Ending regulations on shale energy and coal, signalling the country’s intention to exit the Trans-Pacific Partnership trade deal and targeting cyber-attacks, these are the issues that top the list of Donald Trump’s plans for his first 100 days in the Oval Office. In a YouTube video, Mr Trump discussed how he intends to address trade, energy, regulation, national security, immigration and ethics-related issues during the early days of his presidential term. Contending that his agenda is based on the idea of “putting America first,” the president-elect intends to bring jobs and production back to the United States.

• **REQUIRED TASK A**
Rewrite the passage on Donald Trump's plans for his first 100 days, starting at "Ending regulations on" and ending at "the United States.", with "Oval Office" replaced by "White House".

• **MATERIAL**
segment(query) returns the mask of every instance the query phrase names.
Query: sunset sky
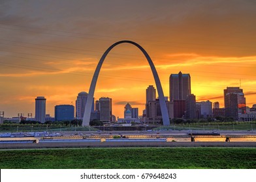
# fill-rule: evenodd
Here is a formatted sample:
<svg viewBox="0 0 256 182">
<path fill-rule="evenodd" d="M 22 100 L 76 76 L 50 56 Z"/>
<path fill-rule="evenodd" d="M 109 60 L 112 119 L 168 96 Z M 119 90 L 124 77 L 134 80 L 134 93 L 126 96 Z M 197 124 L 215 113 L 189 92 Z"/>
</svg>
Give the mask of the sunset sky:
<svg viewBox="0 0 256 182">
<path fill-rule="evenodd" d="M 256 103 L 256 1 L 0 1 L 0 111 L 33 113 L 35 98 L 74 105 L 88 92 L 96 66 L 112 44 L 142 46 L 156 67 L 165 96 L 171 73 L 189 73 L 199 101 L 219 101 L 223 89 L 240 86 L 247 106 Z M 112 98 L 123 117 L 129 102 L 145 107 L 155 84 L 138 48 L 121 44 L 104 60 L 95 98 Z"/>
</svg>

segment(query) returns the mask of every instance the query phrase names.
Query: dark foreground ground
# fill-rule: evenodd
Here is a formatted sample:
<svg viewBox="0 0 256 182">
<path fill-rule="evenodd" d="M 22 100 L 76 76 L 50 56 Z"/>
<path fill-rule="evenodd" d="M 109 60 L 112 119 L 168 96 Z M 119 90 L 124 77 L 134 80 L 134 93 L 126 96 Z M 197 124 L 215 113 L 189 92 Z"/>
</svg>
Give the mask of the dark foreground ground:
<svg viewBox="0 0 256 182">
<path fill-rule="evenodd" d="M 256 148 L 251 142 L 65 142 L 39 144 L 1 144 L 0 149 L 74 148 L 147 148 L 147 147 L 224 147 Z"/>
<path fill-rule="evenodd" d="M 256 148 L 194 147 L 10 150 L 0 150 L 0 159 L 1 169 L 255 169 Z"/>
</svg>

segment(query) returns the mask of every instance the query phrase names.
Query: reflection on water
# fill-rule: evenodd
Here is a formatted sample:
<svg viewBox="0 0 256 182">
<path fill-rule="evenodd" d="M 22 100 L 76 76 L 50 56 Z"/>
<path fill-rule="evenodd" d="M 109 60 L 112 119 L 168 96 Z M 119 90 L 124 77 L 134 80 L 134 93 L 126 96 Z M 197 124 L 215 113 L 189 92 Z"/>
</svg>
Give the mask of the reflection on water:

• **REQUIRED TASK B**
Reproduce every line of the records above, requests included, but multiply each number in the answer masks (the viewBox sizes and path coordinates) by 1.35 and round to whole numbers, with halves rounding up. Leave the pictures out of your output.

• **EXERCISE OUTPUT A**
Ending regulations on shale energy and coal, signalling the country’s intention to exit the Trans-Pacific Partnership trade deal and targeting cyber-attacks, these are the issues that top the list of Donald Trump’s plans for his first 100 days in the White House. In a YouTube video, Mr Trump discussed how he intends to address trade, energy, regulation, national security, immigration and ethics-related issues during the early days of his presidential term. Contending that his agenda is based on the idea of “putting America first,” the president-elect intends to bring jobs and production back to the United States.

• **EXERCISE OUTPUT B**
segment(query) returns the mask of every instance the query phrase names.
Query: sunset sky
# fill-rule: evenodd
Here is a formatted sample:
<svg viewBox="0 0 256 182">
<path fill-rule="evenodd" d="M 22 100 L 76 76 L 50 56 Z"/>
<path fill-rule="evenodd" d="M 109 60 L 112 119 L 168 96 Z M 119 90 L 124 77 L 134 80 L 134 93 L 126 96 Z M 197 124 L 215 113 L 189 92 Z"/>
</svg>
Give the mask of the sunset sky:
<svg viewBox="0 0 346 246">
<path fill-rule="evenodd" d="M 346 139 L 346 1 L 0 1 L 0 150 L 45 153 L 47 132 L 100 142 L 119 124 L 130 89 L 151 59 L 192 62 L 211 90 L 223 130 L 231 99 L 255 99 L 269 136 L 296 136 L 301 120 L 324 116 L 333 143 Z M 151 132 L 166 158 L 174 138 L 196 144 L 209 113 L 186 65 L 163 59 L 140 81 L 128 132 Z"/>
</svg>

segment(query) returns the mask of every instance the query phrase names.
Query: dark foreground ground
# fill-rule: evenodd
Here is a formatted sample:
<svg viewBox="0 0 256 182">
<path fill-rule="evenodd" d="M 22 100 L 76 76 L 50 56 Z"/>
<path fill-rule="evenodd" d="M 109 60 L 112 119 L 168 96 Z M 119 90 L 124 77 L 134 80 L 134 93 L 126 96 Z M 197 124 L 215 113 L 189 92 Z"/>
</svg>
Give the mask of the dark foreground ground:
<svg viewBox="0 0 346 246">
<path fill-rule="evenodd" d="M 346 200 L 339 192 L 88 192 L 53 194 L 1 194 L 0 201 L 100 200 L 198 200 L 198 198 L 302 198 Z"/>
<path fill-rule="evenodd" d="M 346 200 L 262 198 L 14 203 L 0 203 L 0 215 L 1 228 L 344 228 Z"/>
</svg>

segment(query) returns the mask of every instance the query phrase names.
Query: reflection on water
# fill-rule: evenodd
Here is a formatted sample:
<svg viewBox="0 0 256 182">
<path fill-rule="evenodd" d="M 22 100 L 76 76 L 50 56 Z"/>
<path fill-rule="evenodd" d="M 109 60 L 112 119 L 168 96 Z M 119 90 L 124 77 L 134 80 L 134 93 L 126 96 Z M 197 124 L 215 113 L 189 92 Z"/>
</svg>
Give the mask of the reflection on water:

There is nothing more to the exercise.